━━ Texto
Vivir sin preocupaciones es posible (y sencillo)

Preocuparse es ocupar la mente con un problema que aún no se ha manifestado, previendo, además, que su desenlace será desfavorable. Nos proyectamos a futuro, imaginando todo lo malo que podrá ocurrirnos en un escenario determinado que habremos elegido para flagelarnos. No es más que un ejercicio masoquista que utilizamos con frecuencia y que no aporta ninguna solución, por más que tratemos de convencernos que es un estupendo método para encontrarlas.

A pesar de que nada bueno podemos sacar cuando nos preocupamos por algo o por alguien, lo cierto es que apenas podemos evitar sacar un ratito de vez en cuando para dedicar a esta actividad tan inútil e insana. Unos lo hacen empleándose a fondo cada día (preocupación crónica) y otros, ocasionalmente, cuando enfrentan alguna situación conflictiva o un reto importante.

Lo cierto es que, si hacemos un ejercicio de honestidad y nos permitimos echar la vista atrás, comprobaremos (¿asombrad@s?) que casi ninguna de las preocupaciones a las que nos hemos dedicado han dado frutos (¿Cuántas se han cumplido?). La gran mayoría fallecen de inanición, sin haber visto aparecer por el horizonte la sombra del mal agüero que anticipaban.

Sin embargo, a pesar de todas estas evidencias indiscutibles, seguimos sacando un retito para preocuparnos siempre que nos es posible. ¿Cuál es el atractivo que encontramos en esta adicción tan inquietante y destructiva?

La verdad es que no existe una única respuesta para eta pregunta. Son varios los factores que se conjugan a la hora de convertirnos en seres preocupados, aunque el miedo está detrás de todos ellos. Este factor común a nuestros desvelos por amargarnos la existencia, pensando en todo lo malo que puede ocurrirnos, es un mal aliado cuando de lo que se trata es de resolver problemas (mejor, llamémoslos inconvenientes). Bajo los efectos del temor al futuro, la mente se agarrota, se anquilosa, pierde el control; las emociones se disparan, se acrecientan, se vuelven incontrolables, y terminamos por caer en un estado de absoluta incompetencia para discernir la realidad.

Entre las causas más frecuentes que condicionan la angustia ante el futuro están las siguientes:

  • Falta de confianza en los propios recursos (miedo a no ser capaz o a equivocarse)
  • Sentido de no merecimiento (ideas relacionadas con no ser digno o merecedor de cosas buenas)
  • Creencia en un universo hostil (miedo a ser atacado, vapuleado o maltratado por los acontecimientos)
  • Excesiva dependencia de las cosas o las personas (temor a perderlas)
  • Sentimientos de culpa injustificados (desasosiego ante un posible castigo)
━━━━
━━ Registros
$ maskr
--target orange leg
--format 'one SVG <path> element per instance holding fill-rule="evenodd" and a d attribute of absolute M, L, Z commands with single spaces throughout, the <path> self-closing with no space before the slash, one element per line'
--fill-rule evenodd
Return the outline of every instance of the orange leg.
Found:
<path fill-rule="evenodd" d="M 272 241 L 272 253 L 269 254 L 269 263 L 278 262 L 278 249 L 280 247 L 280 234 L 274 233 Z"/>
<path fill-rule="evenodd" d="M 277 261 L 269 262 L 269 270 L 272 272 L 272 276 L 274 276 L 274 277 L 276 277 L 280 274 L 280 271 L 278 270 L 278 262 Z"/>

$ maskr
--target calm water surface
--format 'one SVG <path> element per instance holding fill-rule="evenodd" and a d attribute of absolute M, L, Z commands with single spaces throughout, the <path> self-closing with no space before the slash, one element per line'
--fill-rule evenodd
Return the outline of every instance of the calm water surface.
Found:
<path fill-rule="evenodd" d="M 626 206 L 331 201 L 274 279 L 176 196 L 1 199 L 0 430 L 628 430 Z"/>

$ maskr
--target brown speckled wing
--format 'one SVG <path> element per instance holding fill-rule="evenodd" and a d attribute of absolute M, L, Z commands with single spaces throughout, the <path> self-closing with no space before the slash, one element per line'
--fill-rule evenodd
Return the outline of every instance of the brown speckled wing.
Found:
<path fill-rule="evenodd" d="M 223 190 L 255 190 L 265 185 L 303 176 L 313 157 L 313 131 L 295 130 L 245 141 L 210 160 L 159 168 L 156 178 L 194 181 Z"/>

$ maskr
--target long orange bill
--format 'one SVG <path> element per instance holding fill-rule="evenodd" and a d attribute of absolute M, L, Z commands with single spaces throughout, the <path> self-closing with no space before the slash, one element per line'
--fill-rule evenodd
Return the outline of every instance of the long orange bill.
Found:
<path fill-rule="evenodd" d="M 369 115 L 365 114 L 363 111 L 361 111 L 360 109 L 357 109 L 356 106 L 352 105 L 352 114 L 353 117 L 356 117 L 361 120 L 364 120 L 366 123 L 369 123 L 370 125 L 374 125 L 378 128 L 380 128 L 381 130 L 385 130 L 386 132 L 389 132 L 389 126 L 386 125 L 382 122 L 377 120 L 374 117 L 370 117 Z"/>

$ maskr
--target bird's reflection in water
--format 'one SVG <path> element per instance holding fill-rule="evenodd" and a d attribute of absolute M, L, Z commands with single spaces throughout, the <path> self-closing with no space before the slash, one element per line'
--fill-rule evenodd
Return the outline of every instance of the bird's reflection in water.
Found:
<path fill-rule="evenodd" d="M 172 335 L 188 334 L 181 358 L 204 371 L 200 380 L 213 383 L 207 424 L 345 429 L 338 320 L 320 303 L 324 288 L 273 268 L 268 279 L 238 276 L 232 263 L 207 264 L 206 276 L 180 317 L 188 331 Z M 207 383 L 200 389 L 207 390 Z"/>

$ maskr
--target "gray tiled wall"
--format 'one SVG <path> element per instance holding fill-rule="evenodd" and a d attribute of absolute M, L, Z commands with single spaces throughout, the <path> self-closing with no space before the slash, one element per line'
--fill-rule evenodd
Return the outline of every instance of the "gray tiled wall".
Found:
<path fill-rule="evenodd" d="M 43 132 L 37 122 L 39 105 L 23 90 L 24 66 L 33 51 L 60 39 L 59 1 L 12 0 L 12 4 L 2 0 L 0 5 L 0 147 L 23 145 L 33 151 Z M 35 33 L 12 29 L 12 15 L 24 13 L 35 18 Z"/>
━━━━
■ **Partes del ejercicio**
• 1. Según el texto sobre las preocupaciones, ¿qué está detrás de todos los factores que nos convierten en seres preocupados?
• 2. Cambia en el texto sobre las preocupaciones el fragmento entre "La verdad es" y "discernir la realidad.", ambos incluidos, poniendo "consejero" en lugar de "aliado".

■ **Respuestas**
• 1. El miedo.

• 2.
La verdad es que no existe una única respuesta para eta pregunta. Son varios los factores que se conjugan a la hora de convertirnos en seres preocupados, aunque el miedo está detrás de todos ellos. Este factor común a nuestros desvelos por amargarnos la existencia, pensando en todo lo malo que puede ocurrirnos, es un mal consejero cuando de lo que se trata es de resolver problemas (mejor, llamémoslos inconvenientes). Bajo los efectos del temor al futuro, la mente se agarrota, se anquilosa, pierde el control; las emociones se disparan, se acrecientan, se vuelven incontrolables, y terminamos por caer en un estado de absoluta incompetencia para discernir la realidad.